**Aim a**
In the solar industry passage below, rewrite the part from "After a difficult" up to and including "in the Philippines.", swapping "workforce" for "staff".

**Selected extract**
↓

After a difficult year in 2011 for the solar power industry, 2012 looks to be even worse. Key problems include management uncertainty about the future viability of government subsidy programs, high inventories, reduced European demand, and pricing pressures due to overproduction and increasing dominance of Chinese manufacturers.
In recent years, a dozen American solar manufacturers have gone bankrupt, closed down or downsized, and that trend has accelerated in 2012.
First Solar, the world’s biggest thin-film manufacturer, announced on 4/16/12 that it’s closing a German plant and idling four production lines in Malaysia. The company will cut 2,000 jobs, or 30 percent of its workforce.
SunPower also will be shutting down part of its overseas operations. On Monday 4/16/12, San Jose, Calif.-based SunPower announced it was closing a 125-MW capacity manufacturing facility in the Philippines.
On 4/2/12, Solar Trust for America declared bankruptcy, despite a year ago receiving a conditional commitment for $2.1 billion in loan guarantees from the Department of Energy -- "the largest amount ever offered to a solar project," according to Energy Secretary Steven Chu -- for a massive project near Blythe, Calif.
In mid-April 2012, BrightSource Energy, a start-up formed to build solar thermal power plants, was forced to cancel its initial public offering of shares just hours before trading was to begin. It could not find the market it wanted for its stock.

↑

**Material supplied**
↓

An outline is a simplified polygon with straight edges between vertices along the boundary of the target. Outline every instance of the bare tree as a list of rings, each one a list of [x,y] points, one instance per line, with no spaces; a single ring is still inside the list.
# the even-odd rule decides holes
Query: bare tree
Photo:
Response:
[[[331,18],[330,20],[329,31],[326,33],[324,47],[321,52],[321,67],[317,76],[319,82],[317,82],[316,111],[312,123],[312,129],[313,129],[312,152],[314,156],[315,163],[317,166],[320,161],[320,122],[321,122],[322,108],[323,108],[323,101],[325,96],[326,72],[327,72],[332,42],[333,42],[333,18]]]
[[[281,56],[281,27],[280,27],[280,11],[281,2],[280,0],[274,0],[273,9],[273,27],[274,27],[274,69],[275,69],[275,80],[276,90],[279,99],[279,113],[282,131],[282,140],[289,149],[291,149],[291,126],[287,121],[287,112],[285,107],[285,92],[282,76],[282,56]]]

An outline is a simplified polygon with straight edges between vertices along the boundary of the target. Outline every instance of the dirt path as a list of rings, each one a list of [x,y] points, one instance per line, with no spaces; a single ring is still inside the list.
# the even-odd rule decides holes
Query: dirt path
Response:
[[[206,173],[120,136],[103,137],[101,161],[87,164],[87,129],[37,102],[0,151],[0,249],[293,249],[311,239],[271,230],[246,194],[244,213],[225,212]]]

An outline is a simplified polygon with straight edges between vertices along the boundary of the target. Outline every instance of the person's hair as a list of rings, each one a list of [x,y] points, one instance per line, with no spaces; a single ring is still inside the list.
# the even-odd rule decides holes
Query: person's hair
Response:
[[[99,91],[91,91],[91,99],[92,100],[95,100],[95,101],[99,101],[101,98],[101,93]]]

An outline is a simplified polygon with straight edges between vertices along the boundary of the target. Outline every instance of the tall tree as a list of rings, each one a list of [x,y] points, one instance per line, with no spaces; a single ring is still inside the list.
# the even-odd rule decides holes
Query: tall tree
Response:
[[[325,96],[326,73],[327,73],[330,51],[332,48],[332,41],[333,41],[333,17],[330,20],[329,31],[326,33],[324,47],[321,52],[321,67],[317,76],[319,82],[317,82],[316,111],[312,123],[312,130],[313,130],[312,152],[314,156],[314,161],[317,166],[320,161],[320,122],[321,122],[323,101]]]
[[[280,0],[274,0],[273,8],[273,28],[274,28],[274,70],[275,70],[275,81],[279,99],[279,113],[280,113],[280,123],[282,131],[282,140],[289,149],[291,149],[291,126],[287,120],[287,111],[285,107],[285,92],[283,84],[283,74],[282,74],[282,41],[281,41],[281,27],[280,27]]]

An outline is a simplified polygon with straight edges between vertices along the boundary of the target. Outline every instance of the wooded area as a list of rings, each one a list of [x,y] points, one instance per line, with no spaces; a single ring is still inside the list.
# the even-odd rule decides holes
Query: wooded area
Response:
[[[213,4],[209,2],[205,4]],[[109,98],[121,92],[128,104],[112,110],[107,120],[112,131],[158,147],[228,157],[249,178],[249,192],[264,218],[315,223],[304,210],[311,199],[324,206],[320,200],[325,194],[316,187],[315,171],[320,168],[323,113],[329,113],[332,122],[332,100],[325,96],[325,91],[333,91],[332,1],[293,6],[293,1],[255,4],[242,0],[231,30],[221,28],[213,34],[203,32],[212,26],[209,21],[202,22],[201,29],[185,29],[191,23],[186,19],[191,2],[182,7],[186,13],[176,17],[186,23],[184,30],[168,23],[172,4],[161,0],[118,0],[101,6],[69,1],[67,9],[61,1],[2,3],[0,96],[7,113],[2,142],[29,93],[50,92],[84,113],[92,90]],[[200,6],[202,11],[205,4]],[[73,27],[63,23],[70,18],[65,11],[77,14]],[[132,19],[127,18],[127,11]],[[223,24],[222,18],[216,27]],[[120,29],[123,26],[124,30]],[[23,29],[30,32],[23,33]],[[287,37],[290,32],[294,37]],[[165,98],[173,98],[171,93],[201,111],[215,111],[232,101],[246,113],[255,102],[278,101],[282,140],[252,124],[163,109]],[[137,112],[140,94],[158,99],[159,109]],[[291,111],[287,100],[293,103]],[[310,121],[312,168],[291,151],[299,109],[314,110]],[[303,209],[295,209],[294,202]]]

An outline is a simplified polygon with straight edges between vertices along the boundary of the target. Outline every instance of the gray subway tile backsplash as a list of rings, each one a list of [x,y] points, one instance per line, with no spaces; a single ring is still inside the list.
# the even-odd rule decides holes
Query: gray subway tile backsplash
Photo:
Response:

↑

**Aim b**
Find every line in the entries that contains the string "hair", matching case exactly, and copy each of those lines.

**Written reply a**
After a difficult year in 2011 for the solar power industry, 2012 looks to be even worse. Key problems include management uncertainty about the future viability of government subsidy programs, high inventories, reduced European demand, and pricing pressures due to overproduction and increasing dominance of Chinese manufacturers.
In recent years, a dozen American solar manufacturers have gone bankrupt, closed down or downsized, and that trend has accelerated in 2012.
First Solar, the world’s biggest thin-film manufacturer, announced on 4/16/12 that it’s closing a German plant and idling four production lines in Malaysia. The company will cut 2,000 jobs, or 30 percent of its staff.
SunPower also will be shutting down part of its overseas operations. On Monday 4/16/12, San Jose, Calif.-based SunPower announced it was closing a 125-MW capacity manufacturing facility in the Philippines.

**Written reply b**
An outline is a simplified polygon with straight edges between vertices along the boundary of the target. Outline every instance of the person's hair as a list of rings, each one a list of [x,y] points, one instance per line, with no spaces; a single ring is still inside the list.
Query: person's hair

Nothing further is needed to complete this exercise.